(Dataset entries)

•••

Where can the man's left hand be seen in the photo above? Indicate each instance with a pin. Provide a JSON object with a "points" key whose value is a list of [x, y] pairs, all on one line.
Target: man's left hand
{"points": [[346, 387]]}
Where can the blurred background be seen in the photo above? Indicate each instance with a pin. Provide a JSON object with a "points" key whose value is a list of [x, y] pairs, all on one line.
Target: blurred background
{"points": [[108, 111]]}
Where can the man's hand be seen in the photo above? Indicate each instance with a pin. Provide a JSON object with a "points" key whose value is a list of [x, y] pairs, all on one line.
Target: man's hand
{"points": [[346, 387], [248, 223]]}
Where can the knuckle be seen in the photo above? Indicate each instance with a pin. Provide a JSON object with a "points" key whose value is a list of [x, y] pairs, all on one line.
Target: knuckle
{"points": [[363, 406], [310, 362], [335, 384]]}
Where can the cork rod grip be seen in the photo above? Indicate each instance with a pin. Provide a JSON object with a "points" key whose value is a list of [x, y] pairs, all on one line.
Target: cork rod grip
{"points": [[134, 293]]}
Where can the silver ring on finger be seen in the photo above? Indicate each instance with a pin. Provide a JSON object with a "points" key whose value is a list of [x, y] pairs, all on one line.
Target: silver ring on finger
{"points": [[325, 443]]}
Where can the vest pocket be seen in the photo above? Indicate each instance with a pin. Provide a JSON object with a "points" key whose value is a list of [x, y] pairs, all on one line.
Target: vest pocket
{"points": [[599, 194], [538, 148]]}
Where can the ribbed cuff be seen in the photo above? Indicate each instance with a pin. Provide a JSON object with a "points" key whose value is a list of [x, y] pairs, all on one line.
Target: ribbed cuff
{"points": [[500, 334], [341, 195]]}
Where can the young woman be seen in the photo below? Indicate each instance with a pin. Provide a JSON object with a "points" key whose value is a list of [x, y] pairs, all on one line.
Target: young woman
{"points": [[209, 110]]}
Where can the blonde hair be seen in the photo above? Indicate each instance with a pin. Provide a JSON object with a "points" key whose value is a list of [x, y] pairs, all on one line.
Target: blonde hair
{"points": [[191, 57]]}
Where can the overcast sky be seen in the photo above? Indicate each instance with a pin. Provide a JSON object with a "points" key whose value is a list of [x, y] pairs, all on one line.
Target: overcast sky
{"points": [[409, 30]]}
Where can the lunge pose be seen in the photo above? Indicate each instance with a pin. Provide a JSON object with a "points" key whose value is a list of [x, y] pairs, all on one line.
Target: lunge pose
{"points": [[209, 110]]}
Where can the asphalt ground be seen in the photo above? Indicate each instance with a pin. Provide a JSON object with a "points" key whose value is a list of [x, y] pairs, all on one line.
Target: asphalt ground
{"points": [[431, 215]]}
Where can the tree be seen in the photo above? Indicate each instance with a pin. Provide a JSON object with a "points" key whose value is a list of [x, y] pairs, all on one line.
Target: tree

•••

Work order:
Every line of the records above where the string "tree" is found should be copied.

Response:
Where can the tree be seen in the photo above? Indicate each instance with a pin. Provide a JSON object with a "points" key whose value is a list of [x, y] pairs, all on one line.
Target: tree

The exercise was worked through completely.